→ PAGE TEXT:
__________
The swim bladder of the totoaba is particularly prized due to its large size and thickness, as well as its perceived health benefits. It is not the first victim of the Chinese taste for maw. The Chinese bahaba, native to the waters off south-eastern China, has a swim bladder with similar properties. Its popularity led to market prices so high it was known as “golden maw” – by weight, it cost more than gold. This led to overfishing and a rapid decline in the species’ population. Although trade was banned on the Chinese mainland in 1989, numbers have continued to fall. In 2006 it was added to the International Union for Conservation of Nature’s (IUCN) Red List as critically endangered.
With the bahaba nowhere to be found, China’s maw traders turned their attention to the totoaba. But the totoaba was already in crisis – in the early to mid-twentieth century, Mexico exported large quantities of the fish to the United States, where it was prized for its flesh rather than its swim bladder. By the 1970s, overfishing had led to its inclusion on the IUCN Red List. With the increased demand from China, it is now listed as critically endangered.
__________
→ SUPPLIED ENTRIES:
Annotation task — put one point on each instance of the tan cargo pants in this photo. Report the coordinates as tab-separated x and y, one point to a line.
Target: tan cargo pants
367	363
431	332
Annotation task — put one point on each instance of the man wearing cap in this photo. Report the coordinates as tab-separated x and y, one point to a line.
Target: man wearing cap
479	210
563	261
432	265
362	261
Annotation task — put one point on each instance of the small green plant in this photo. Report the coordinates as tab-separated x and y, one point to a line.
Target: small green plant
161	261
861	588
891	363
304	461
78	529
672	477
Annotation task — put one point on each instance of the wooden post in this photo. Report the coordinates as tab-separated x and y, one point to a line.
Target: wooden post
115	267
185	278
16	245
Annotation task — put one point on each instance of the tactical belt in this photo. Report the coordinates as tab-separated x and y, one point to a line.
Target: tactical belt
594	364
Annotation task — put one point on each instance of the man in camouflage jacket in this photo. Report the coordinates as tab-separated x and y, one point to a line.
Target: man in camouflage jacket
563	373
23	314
__________
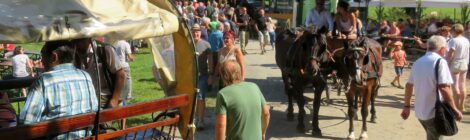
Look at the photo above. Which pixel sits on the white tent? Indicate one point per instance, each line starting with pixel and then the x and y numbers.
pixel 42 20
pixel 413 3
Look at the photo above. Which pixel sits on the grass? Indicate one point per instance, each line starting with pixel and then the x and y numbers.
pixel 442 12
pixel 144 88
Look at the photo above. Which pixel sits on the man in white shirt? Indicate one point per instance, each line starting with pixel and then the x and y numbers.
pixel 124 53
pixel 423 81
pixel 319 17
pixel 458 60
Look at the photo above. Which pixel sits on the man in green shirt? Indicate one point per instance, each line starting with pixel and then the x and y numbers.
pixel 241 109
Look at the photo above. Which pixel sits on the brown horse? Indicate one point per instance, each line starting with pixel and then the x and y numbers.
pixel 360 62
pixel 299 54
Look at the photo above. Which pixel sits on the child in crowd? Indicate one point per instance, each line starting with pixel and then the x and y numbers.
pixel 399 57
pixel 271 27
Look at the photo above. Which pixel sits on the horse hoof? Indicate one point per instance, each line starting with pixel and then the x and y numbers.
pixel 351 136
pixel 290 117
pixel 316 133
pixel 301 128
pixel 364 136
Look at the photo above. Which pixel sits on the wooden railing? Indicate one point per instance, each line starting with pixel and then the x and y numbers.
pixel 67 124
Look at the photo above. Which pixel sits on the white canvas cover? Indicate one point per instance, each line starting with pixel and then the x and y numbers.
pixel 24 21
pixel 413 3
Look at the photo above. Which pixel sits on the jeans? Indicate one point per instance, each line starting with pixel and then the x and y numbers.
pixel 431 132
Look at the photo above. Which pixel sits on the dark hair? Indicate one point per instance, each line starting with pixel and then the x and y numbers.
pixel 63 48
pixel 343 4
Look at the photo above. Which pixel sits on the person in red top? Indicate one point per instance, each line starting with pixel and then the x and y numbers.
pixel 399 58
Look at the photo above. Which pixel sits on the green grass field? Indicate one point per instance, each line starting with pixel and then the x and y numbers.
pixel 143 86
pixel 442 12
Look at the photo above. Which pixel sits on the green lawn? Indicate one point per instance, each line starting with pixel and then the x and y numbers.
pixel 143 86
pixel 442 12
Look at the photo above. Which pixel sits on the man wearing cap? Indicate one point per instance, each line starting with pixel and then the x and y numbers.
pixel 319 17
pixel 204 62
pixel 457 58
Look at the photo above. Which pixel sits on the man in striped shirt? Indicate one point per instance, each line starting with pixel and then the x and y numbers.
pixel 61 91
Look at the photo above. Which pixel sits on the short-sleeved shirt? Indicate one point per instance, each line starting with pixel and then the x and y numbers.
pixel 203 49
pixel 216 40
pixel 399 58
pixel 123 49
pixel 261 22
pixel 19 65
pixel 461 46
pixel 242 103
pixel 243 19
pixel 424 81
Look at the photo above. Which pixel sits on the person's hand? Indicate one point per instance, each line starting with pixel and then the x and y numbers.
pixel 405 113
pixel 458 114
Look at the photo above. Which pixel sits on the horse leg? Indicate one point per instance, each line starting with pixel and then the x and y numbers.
__________
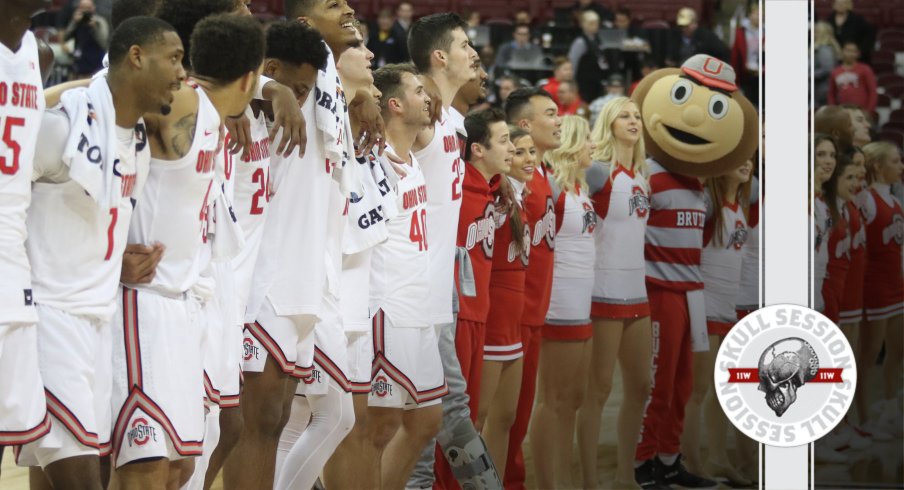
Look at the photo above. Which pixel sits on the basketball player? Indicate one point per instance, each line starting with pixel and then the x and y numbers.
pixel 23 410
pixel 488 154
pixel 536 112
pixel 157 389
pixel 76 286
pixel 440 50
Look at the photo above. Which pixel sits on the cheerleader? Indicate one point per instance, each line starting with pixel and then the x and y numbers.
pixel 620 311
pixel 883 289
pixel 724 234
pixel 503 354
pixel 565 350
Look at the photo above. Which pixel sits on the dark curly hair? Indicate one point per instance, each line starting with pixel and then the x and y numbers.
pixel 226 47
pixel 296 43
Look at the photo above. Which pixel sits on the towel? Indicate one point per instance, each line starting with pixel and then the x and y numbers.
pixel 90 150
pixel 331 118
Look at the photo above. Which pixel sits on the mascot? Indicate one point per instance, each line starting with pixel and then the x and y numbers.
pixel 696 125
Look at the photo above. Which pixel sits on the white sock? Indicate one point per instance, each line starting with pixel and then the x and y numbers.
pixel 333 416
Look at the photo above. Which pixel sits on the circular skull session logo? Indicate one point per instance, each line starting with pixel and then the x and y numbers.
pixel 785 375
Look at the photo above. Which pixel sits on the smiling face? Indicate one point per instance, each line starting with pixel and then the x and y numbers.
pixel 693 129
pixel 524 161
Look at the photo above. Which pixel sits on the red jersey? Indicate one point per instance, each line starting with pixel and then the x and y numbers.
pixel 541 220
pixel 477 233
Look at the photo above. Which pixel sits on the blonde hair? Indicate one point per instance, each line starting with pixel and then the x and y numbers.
__________
→ WHAT IS EXPECTED: Copy out the full passage on the trade in fish swim bladders, word for word.

→ TASK ANSWER:
The swim bladder of the totoaba is particularly prized due to its large size and thickness, as well as its perceived health benefits. It is not the first victim of the Chinese taste for maw. The Chinese bahaba, native to the waters off south-eastern China, has a swim bladder with similar properties. Its popularity led to market prices so high it was known as “golden maw” – by weight, it cost more than gold. This led to overfishing and a rapid decline in the species’ population. Although trade was banned on the Chinese mainland in 1989, numbers have continued to fall. In 2006 it was added to the International Union for Conservation of Nature’s (IUCN) Red List as critically endangered.
With the bahaba nowhere to be found, China’s maw traders turned their attention to the totoaba. But the totoaba was already in crisis – in the early to mid-twentieth century, Mexico exported large quantities of the fish to the United States, where it was prized for its flesh rather than its swim bladder. By the 1970s, overfishing had led to its inclusion on the IUCN Red List. With the increased demand from China, it is now listed as critically endangered.